> **What the exercise asks**
From the piece on Professor Dinwoodie's scholarship, write out everything from "The Scholarly Landscape" down to "and design law).", word for word.

The Scholarly Landscape of a Leading International IP Academic
Professor Graeme Dinwoodie is one of the leading global scholars in the field of international intellectual property law, trademark law, design law and copyright law. He has an almost unique expertise in both the U.S. and European aspects of the discipline, and his work has had an influence on scholars and policymakers worldwide (and on students through publication of leading casebooks, including popular works on trademark and unfair competition law, international intellectual property law, and trade dress and design law).
International IP
Professor Dinwoodie is perhaps best known for his work in international intellectual property law and has written on all aspects of that field. In a series of articles and books over two decades, he has addressed the means by which international intellectual property law norms do and should develop. In particular, he has highlighted the range of institutions that create transnational law, arguing for greater attention to the role of national institutions and private ordering. (See e.g., A New Copyright Order: Why National Courts Should Create Global Norms,149 U. Pa. L. Rev. 469 (2000); Private Ordering and the Creation of International Copyright Norms: The Role of Public Structuring, 160 Journal of Inst. & Theor. Econ. 161-180 (2004)).
As a result of his scholarship on these questions of private international law (including his innovative advocacy of the substantive law method in transnational copyright litigation), Professor Dinwoodie has been intimately involved in the scholarly and policy debates that have taken place internationally about transnational IP litigation, organizing and editing the 2001 symposium showcasing the draft treaty on that topic proposed by Professors Dreyfuss and Ginsburg, and serving as an Adviser to the American Law Institute Project on that topic, which resulted in a set of Principles approved in 2007. He was also one of the 12 scholars who published the European counterpart to the ALI project, the so-called CLIP Principles, in 2012, and before that served as a consultant to the World Intellectual Property Organisation (WIPO) on matters of private international law, producing an often-cited report on trademark aspects of the question. This policy based-work was accompanied by a number of scholarly pieces, including Developing a Private International Intellectual Property Law: The Demise of Territoriality?, 51 Wm. & Mary L. Rev. 711 (2009), described by a leading IP judge as an illuminating magnum opus.

> **Given entries**
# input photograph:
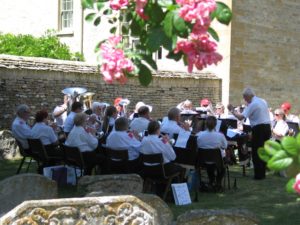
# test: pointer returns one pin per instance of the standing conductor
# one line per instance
(258, 114)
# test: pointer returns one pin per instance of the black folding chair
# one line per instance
(212, 157)
(25, 154)
(160, 175)
(73, 158)
(117, 161)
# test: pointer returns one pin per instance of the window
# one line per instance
(66, 14)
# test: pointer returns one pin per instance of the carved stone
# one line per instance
(8, 146)
(165, 215)
(16, 189)
(117, 184)
(123, 210)
(217, 217)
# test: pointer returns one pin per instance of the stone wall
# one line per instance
(265, 50)
(35, 81)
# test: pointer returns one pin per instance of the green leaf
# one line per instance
(272, 147)
(290, 145)
(279, 161)
(290, 186)
(90, 17)
(149, 60)
(168, 24)
(213, 33)
(263, 155)
(87, 4)
(97, 21)
(145, 75)
(223, 13)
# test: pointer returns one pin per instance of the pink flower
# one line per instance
(139, 8)
(114, 61)
(118, 4)
(297, 184)
(200, 51)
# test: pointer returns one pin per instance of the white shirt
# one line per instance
(171, 127)
(121, 140)
(257, 112)
(60, 120)
(139, 124)
(21, 131)
(44, 132)
(69, 123)
(85, 141)
(152, 144)
(212, 140)
(281, 128)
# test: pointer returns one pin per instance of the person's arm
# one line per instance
(236, 114)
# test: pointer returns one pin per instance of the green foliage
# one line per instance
(47, 46)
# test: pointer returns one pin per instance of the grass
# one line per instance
(267, 199)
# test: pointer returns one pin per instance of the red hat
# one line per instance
(286, 106)
(117, 101)
(204, 102)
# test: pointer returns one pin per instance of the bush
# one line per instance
(47, 46)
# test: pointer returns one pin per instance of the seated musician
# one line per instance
(120, 139)
(86, 141)
(173, 125)
(286, 107)
(140, 124)
(41, 130)
(210, 139)
(20, 129)
(76, 107)
(152, 144)
(280, 128)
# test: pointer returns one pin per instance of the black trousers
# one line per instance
(260, 134)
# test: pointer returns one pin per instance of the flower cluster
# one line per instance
(199, 49)
(139, 6)
(114, 61)
(196, 10)
(297, 184)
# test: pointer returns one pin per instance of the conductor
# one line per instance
(258, 114)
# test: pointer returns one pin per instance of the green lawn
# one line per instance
(267, 199)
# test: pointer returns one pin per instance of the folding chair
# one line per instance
(117, 161)
(212, 156)
(162, 177)
(25, 155)
(73, 158)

> **Result of this task**
The Scholarly Landscape of a Leading International IP Academic
Professor Graeme Dinwoodie is one of the leading global scholars in the field of international intellectual property law, trademark law, design law and copyright law. He has an almost unique expertise in both the U.S. and European aspects of the discipline, and his work has had an influence on scholars and policymakers worldwide (and on students through publication of leading casebooks, including popular works on trademark and unfair competition law, international intellectual property law, and trade dress and design law).